GIVEN REQUEST →
Copy the listing lines word for word, starting at the line containing "177, row 250." and ending at the line containing "column 342, row 184", with both of those lines included.

SUPPLIED DATA →
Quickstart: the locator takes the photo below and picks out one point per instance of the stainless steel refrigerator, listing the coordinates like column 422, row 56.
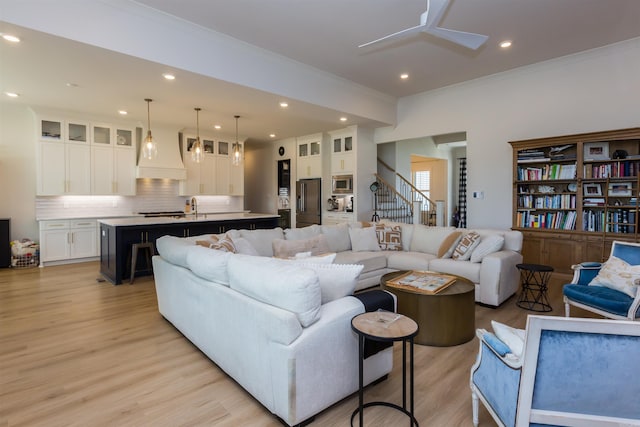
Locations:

--

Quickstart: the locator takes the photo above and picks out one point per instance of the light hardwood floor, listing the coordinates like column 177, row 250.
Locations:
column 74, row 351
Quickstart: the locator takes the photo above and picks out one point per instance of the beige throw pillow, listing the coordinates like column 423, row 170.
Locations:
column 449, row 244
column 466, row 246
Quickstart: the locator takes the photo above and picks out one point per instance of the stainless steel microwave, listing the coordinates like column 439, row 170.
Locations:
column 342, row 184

--

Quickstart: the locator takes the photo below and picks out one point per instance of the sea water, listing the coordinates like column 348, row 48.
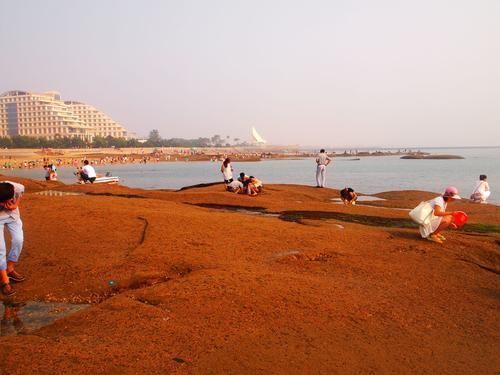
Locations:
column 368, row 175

COMPLETE OUTPUT →
Quickstart: the locator takes the photo above and picks out one point per instance of the light hardwood floor, listing the coordinates like column 177, row 250.
Locations:
column 74, row 351
Quickstart: the locator takes the photo above and picks out one point per instance of the beige throw pillow, listing the coordinates like column 423, row 170.
Locations:
column 449, row 244
column 466, row 246
Quickstart: the locator takes the photo above and picks out one point per instance of the stainless steel microwave, listing the coordinates like column 439, row 170.
Locations:
column 342, row 184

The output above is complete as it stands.